#### [Passage to read]
[Start of Attachment]

Deana, I loved reading your story, didn't seem long at all, I feel like I got to
know you a bit better. So thank you for sharing. I think it's absolutely wonderful
that Chica can be of such great help to you and your child. Incredible.

Oh and as for the giant mouse, its pretty creepy, I'd probably bark too, or hide, lol.


----------



## Moonfall (Nov 16, 2012)

One of my ferrets is a service animal- I could only imagine how he would feel about a giant mouse. It might even earn a hiss from him.

Do you ever have problems with people sneaking up and grabbing or poking/otherwise harassing your wee one when she is working? I have had people sneak behind me and start poking and harassing my ferret. A few people have even grabbed him by the head (usually kids) and the parents seem to find it amusing and don't try to control their kids.

Thank god my baby is so good or they would be missing fingers. Ferret jaws can easily take out bone the size of a child's finger.


----------



## ~LS~ (Oct 29, 2011)

[End of Attachment]

#### [Extracted entries]
[Start of Attachment]

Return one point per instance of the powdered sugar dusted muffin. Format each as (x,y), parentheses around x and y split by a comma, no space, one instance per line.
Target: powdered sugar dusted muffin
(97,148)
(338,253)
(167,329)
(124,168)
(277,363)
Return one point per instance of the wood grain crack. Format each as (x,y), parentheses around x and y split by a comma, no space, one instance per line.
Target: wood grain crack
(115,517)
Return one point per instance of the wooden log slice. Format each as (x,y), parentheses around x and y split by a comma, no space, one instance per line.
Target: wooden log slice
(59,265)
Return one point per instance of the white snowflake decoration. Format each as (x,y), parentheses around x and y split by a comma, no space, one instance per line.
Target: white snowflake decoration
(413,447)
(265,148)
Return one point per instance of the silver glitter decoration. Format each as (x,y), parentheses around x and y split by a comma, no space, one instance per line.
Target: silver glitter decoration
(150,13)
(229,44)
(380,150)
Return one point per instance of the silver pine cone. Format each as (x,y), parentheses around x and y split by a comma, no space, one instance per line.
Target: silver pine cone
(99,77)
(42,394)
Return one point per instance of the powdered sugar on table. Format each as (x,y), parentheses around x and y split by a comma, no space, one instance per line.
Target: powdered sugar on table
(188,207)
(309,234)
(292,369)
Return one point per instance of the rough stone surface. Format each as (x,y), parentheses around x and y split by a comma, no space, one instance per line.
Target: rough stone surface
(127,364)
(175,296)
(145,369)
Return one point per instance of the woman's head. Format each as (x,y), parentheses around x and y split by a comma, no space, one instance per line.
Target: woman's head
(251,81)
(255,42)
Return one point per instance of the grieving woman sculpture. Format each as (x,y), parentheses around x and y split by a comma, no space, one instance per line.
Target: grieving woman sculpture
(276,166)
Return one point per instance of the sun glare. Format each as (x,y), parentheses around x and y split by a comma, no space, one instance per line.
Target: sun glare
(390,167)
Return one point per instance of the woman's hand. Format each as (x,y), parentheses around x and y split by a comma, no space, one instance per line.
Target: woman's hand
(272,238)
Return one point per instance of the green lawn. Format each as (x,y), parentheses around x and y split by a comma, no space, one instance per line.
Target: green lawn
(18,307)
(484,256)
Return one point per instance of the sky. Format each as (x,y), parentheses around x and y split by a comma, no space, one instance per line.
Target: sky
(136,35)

[End of Attachment]

Can you extract the passage of the service-animal forum thread that runs from "Deana, I loved" up to and including "your child. Incredible.", copied word for word?

#### [Output]
Deana, I loved reading your story, didn't seem long at all, I feel like I got to
know you a bit better. So thank you for sharing. I think it's absolutely wonderful
that Chica can be of such great help to you and your child. Incredible.